Problem to work on: Extract every line of the data below that contains the word "concrete", treating uppercase and lowercase letters as different.
+ + +
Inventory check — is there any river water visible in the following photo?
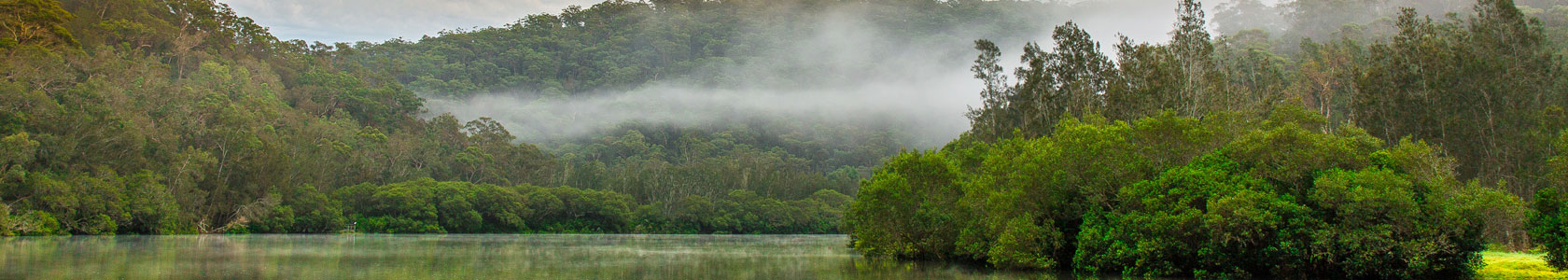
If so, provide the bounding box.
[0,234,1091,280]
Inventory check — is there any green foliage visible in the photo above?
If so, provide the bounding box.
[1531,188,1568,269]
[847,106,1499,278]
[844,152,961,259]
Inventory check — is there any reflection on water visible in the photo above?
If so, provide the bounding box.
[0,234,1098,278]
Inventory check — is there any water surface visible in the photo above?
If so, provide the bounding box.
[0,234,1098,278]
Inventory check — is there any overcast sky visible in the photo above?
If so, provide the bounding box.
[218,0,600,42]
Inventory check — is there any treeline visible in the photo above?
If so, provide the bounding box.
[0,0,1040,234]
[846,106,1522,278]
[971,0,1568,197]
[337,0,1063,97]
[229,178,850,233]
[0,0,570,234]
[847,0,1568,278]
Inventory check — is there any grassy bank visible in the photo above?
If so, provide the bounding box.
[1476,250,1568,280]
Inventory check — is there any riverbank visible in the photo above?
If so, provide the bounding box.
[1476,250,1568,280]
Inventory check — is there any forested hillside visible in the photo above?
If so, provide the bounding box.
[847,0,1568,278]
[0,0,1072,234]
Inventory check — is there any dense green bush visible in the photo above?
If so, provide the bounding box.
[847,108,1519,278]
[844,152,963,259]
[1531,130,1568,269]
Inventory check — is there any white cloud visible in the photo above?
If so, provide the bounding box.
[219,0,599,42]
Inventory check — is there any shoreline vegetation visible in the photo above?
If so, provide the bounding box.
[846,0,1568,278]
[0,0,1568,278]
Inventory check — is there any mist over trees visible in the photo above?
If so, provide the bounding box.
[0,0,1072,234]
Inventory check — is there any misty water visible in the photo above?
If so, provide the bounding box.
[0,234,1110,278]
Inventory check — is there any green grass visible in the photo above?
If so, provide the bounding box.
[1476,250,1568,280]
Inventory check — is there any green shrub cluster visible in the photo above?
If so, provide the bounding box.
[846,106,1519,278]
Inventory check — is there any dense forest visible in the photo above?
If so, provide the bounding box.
+ + +
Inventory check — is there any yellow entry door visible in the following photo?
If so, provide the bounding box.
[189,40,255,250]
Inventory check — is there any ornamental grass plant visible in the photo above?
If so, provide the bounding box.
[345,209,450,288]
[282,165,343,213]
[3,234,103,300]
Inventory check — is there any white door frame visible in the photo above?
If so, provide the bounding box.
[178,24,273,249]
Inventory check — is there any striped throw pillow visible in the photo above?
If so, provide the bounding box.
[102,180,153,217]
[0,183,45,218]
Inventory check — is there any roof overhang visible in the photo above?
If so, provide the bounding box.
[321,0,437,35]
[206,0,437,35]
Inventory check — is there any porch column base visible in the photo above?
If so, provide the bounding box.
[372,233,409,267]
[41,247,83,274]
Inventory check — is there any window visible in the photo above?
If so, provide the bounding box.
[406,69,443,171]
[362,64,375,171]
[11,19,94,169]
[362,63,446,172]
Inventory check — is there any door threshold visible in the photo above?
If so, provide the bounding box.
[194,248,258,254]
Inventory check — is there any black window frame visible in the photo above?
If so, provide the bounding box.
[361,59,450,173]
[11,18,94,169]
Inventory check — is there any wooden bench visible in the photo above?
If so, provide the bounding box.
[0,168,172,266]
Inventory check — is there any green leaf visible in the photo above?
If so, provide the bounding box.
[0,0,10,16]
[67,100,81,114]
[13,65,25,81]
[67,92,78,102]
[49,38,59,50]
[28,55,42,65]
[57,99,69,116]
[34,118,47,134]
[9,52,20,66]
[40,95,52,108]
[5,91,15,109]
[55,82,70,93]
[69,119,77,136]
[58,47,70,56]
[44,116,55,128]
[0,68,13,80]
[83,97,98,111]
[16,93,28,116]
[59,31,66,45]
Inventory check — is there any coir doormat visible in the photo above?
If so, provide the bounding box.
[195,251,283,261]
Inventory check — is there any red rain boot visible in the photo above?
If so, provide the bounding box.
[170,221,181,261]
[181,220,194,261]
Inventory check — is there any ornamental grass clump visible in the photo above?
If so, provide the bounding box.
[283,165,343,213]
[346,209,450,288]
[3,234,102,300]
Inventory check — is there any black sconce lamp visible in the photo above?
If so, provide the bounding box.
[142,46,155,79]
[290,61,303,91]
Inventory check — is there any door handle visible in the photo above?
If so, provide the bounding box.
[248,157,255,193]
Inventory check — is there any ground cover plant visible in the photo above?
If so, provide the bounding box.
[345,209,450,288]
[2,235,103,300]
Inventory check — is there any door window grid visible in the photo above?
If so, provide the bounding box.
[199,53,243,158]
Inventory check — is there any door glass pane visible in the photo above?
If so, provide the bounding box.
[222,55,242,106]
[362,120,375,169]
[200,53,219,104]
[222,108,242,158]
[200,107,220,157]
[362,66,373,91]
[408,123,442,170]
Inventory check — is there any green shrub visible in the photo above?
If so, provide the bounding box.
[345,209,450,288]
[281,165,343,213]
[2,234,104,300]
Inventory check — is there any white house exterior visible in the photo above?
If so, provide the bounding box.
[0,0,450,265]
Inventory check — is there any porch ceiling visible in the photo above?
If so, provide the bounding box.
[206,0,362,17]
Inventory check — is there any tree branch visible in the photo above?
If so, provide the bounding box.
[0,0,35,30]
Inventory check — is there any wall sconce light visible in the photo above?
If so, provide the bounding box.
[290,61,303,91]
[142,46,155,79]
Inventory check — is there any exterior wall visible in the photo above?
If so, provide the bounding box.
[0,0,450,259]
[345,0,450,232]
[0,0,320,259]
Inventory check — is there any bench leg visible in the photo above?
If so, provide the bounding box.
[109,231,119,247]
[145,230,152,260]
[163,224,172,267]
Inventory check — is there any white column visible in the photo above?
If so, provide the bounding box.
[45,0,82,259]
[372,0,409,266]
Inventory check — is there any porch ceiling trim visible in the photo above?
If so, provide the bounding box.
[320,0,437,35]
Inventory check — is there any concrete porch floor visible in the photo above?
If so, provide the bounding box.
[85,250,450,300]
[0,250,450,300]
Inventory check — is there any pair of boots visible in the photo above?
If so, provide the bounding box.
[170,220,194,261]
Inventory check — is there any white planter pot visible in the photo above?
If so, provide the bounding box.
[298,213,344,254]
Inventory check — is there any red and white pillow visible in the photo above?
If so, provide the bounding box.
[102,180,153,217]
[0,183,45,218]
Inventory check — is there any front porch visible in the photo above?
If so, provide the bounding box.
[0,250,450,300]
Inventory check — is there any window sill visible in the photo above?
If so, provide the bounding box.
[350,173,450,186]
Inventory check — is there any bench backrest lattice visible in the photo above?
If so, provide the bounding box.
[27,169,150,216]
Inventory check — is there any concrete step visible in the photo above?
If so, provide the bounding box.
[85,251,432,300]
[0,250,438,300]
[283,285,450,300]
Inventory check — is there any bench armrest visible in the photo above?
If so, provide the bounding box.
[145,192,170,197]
+ + +
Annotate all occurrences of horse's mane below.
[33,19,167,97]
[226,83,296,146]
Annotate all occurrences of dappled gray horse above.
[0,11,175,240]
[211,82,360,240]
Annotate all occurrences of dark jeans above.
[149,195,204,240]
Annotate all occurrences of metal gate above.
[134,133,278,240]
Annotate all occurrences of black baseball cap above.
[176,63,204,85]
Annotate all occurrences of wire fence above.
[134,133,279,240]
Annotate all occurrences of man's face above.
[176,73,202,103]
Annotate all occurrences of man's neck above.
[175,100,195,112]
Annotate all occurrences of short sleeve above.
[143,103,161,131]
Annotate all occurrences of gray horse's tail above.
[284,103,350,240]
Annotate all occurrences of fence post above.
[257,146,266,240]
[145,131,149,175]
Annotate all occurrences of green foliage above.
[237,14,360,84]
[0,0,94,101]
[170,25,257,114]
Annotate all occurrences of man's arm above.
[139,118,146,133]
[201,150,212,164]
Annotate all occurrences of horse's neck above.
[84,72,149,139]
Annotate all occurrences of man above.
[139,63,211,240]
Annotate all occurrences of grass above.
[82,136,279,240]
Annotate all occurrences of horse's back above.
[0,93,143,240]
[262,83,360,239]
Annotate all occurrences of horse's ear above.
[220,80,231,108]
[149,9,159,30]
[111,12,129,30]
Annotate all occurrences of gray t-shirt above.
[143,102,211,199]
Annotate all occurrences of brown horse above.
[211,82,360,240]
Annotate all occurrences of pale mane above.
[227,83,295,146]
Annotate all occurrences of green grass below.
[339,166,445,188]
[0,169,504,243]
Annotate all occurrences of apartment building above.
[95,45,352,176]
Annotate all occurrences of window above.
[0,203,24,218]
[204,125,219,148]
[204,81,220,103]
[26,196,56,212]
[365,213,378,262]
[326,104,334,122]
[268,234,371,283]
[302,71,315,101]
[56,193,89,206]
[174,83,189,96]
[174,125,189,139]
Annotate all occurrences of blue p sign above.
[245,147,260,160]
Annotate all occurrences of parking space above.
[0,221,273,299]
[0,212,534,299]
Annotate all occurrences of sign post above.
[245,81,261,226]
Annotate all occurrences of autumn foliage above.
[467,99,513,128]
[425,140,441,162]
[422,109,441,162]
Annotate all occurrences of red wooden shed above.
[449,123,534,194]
+ + +
Exercise response:
Inventory check — is there any concrete porch floor visible in the photo above?
Inventory check — is there any concrete step visible in the photo above?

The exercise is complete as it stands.